Famous people, people with money, lots of it, can help expose a dark back alley of the contemporary medical community. I want famous people who have some resources most do not, respond to the twisted haranguing logic seeping from Mainstreet Lyme, and I want it on TVs in living rooms and kitchens and bedrooms everywhere.

Then, maybe the world can see it in action, see people admired, even loved, cut down not just by the disease, but by a grim and often outrageous manifesto and PR machine that has resulted in an assembly-line mentality - one of whose primary effects, imo, appears to be to churn out negative diagnoses, and deny treatment to many very sick people.
 
Last edited:

msf

Senior Member
Messages
3,650
Barbc56, since you don't believe in Chronic Lyme, I find it hard to understand why you often post on the Lyme forum threads. Perhaps you hope to convince other people not to undergo unnecessary and potentially damaging treatments for a condition you do not think exists. I do not think you will convince many people though, as you seem a bit confused about things - you said that chronic is no the same as post treatment or untreated Lyme. What then is, Chronic Lyme? Can you explain this? If it is not Lyme either before or after treatment, then what is it? If, as I have to assume, you mean that untreated Lyme does not persist, so that there are no chronic cases, I would point out that a.) you are wrong, and b.) why would the IDSA treat people for Lyme then? Yersinia, for example, usually goes away on its own, so the advice for doctors is not to treat it with antibiotics - why then would Lyme be different?
 

msf

Senior Member
Messages
3,650
Oh, and just so you know, the kind of Lyme the IDSA doesn't believe in is antibiotic-refractory Lyme. At the moment you do not agree with the positions of either IDSA or ILADS - perhaps you should start a new Lyme association!
 

msf

Senior Member
Messages
3,650
Ah, I see now you may have just been not very precise - you meant that it isn't Post-treatment Lyme Disease Syndrome, right? In that case you agree with the IDSA, whose position to my mind is utterly illogical (as well as contradicted by the evidence).
 

barbc56

Senior Member
Messages
3,657
@msf

I think I made myself clear.

You can always search my posts if you are still confused by my answers.

Barb
 

msf

Senior Member
Messages
3,650
No, you didn't make yourself clear, that was the problem - if you had made yourself clear I wouldn't have been confused, would I? Anyway, I just thought I would make clear that you are wasting your time if you are trying to convince me that I don't have Lyme, since I don't think I have Lyme either, and if I did think I had it I wouldn't be convinced by the arguments and evidence you favour.

▶ [DATA EXTRACT]:

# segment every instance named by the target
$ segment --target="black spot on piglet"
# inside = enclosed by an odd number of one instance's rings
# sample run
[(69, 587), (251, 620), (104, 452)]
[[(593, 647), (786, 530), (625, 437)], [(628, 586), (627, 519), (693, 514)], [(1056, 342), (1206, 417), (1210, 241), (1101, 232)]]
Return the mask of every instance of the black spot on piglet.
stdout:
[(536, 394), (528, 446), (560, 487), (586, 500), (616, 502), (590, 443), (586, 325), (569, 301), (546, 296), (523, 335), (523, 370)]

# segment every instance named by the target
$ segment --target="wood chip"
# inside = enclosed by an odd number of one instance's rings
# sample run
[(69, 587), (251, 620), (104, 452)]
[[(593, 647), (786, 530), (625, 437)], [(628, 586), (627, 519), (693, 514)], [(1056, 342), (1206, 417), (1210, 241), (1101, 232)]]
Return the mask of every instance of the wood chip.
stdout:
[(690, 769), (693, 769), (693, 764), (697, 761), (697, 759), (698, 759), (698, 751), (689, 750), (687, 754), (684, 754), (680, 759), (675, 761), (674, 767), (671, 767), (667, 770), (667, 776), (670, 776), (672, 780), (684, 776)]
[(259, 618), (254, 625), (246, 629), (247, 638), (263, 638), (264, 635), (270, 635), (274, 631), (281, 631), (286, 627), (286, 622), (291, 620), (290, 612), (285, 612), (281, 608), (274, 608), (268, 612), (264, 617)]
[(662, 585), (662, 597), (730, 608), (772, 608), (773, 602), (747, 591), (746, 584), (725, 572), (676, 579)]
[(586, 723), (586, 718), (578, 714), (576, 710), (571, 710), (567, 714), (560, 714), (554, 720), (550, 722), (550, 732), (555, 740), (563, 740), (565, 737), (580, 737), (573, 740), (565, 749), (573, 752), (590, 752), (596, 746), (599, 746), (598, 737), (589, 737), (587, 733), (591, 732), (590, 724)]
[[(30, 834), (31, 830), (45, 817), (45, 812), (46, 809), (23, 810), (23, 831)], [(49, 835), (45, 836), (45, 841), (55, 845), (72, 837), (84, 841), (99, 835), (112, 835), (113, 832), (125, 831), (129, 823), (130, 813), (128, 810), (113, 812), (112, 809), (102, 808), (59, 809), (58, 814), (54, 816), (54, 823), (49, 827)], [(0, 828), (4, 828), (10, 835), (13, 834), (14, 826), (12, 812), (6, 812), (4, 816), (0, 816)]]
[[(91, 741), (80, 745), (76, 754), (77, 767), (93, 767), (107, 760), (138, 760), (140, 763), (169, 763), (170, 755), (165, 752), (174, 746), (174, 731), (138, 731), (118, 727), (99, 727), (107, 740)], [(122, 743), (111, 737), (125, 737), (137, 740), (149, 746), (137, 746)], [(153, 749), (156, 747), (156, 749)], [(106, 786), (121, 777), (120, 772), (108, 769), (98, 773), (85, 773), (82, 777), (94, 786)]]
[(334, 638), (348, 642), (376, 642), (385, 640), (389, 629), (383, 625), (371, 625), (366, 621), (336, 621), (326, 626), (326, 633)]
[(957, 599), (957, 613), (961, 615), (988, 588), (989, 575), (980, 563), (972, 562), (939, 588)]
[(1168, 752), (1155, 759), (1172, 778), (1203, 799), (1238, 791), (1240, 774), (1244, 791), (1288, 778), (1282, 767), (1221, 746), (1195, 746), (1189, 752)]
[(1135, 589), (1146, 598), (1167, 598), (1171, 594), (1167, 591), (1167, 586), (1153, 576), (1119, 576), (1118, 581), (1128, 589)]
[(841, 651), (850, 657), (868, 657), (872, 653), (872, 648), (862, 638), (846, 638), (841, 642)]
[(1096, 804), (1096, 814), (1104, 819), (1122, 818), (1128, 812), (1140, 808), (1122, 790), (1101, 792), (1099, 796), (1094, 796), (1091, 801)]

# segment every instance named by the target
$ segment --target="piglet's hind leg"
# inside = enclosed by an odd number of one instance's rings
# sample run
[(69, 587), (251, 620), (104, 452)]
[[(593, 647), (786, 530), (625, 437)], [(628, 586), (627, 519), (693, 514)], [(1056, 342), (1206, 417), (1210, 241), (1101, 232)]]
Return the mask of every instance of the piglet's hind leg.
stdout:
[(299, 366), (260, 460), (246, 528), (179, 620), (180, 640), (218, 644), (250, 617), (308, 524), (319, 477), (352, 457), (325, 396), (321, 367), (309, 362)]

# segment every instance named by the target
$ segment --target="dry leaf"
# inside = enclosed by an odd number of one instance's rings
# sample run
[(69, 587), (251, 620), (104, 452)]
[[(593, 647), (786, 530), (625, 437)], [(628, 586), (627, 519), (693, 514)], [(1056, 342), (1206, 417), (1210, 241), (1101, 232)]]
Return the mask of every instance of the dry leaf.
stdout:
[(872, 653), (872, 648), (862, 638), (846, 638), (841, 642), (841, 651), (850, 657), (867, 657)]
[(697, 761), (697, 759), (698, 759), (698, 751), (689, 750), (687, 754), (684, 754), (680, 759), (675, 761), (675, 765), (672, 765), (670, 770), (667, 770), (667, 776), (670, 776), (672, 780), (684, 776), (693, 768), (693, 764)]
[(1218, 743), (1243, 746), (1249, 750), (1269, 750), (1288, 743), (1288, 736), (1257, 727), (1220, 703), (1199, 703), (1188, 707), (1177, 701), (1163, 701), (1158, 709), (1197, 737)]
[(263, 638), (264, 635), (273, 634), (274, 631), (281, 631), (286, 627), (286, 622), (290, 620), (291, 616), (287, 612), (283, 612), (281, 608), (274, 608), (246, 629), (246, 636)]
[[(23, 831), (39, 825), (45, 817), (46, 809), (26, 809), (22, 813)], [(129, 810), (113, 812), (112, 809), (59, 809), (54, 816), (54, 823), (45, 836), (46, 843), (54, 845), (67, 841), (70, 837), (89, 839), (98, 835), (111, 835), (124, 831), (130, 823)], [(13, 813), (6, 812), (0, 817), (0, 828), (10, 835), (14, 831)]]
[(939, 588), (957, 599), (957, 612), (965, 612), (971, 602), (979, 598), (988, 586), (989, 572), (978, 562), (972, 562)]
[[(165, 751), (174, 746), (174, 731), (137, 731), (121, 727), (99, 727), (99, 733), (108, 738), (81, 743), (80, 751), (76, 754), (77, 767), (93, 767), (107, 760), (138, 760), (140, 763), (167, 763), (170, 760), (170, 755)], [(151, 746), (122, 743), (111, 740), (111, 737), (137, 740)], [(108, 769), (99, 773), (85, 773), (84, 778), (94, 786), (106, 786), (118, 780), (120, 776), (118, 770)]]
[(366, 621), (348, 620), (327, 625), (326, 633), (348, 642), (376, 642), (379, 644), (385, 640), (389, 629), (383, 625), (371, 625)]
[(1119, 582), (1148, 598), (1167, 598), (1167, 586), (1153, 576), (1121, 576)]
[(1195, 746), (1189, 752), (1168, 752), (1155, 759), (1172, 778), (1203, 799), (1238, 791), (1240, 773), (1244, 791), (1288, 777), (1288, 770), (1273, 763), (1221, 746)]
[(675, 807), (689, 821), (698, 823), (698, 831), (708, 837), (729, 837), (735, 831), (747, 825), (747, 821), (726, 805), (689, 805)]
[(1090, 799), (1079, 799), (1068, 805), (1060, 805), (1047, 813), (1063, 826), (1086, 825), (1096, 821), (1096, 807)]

▶ [WORK INSTRUCTION 1]:
Sum up the Lyme thread in two sentences.
▶ [WORK INSTRUCTION 2]:
In the Lyme thread, which rooms does the first poster want the famous people's response shown in on TV?
▶ [WORK INSTRUCTION 3]:
Carry the Lyme thread forward from its last post.

▶ [ANSWER BOX 1]:
One poster wants famous, wealthy people to respond on TV to the logic of Mainstreet Lyme, which the poster says churns out negative diagnoses and denies treatment to many very sick people. Another poster, msf, questions why Barbc56, who does not believe in Chronic Lyme, posts on Lyme threads, and the two argue over whether Barbc56 has made that position clear.

▶ [ANSWER BOX 2]:
Living rooms, kitchens, and bedrooms.

▶ [ANSWER BOX 3]:
 

msf

Senior Member
Messages
3,650
As I mentioned before, the correct term for the thing you believe in is Post-treatment Lyme Disease Syndrome, and the correct term for the thing you don't believe in is Antibiotic Refractory Lyme. If you want to get your point across you might want to try using these.
 

duncan

Senior Member
Messages
2,240
I frequently find that individuals who like to chime in and stake a claim in the chronic Lyme vs Post-Treatment Lyme Disease Syndrome controversy have about as much handle on the dispute as the average person who characterizes ME/CFS as chronic fatigue or a psychosomatic illness.

I expect that.

I did not expect that here.

And no, @barbc56 , you are wrong when you write "...it is the science" vs just your opinion. What you color as science is far too often cherry picking, and you need to understand that if you're going to invoke science as your private anchor to reality. It would be good if you could appreciate the difference.

So I too am interested in your definitions, @barbc56. Because I think it's good to start at the ground level. You certainly are entitled to your opinion. But if you want to volunteer that opinion in the midst of a thread, I think it only fair that we ensure we are speaking to the same entities, at the very least to make certain your opinion is an informed one. Please articulate how you interpret the terms "chronic Lyme" and "post lyme syndrome", as you referred to it (in error), and how you think the movers behind the Guidelines are using them today. Otherwise, I will write off your opinion as...well, as without the merit you seem to think it deserves.